Provided material
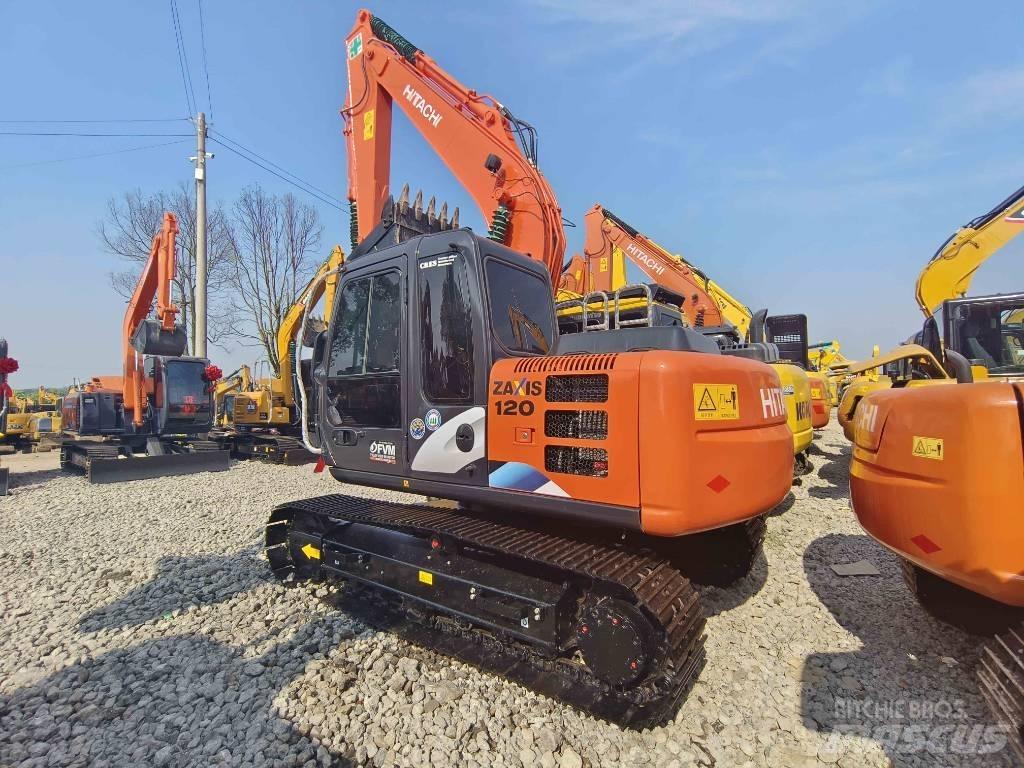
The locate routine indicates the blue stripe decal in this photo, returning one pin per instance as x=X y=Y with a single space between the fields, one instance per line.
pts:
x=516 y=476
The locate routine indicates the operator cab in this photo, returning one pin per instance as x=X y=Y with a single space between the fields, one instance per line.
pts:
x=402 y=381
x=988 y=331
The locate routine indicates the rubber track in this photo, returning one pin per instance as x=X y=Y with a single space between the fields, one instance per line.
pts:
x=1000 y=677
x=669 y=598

Task requirements
Search the listing above for the string "instance" and return each line it appears on.

Answer for the task
The locate routine indicates the blue stripe decal in this photo, returning one pin per instance as x=X y=Y with a single space between the fields, one instance per line.
The locate routine indicates the operator cab in this photo, returning one pin per instance as x=X y=Y with a single space between the fields, one instance per line.
The locate routine indicates the rubber track in this photo, returning one pin per instance as x=X y=Y with a single space between the fields, one instance per line.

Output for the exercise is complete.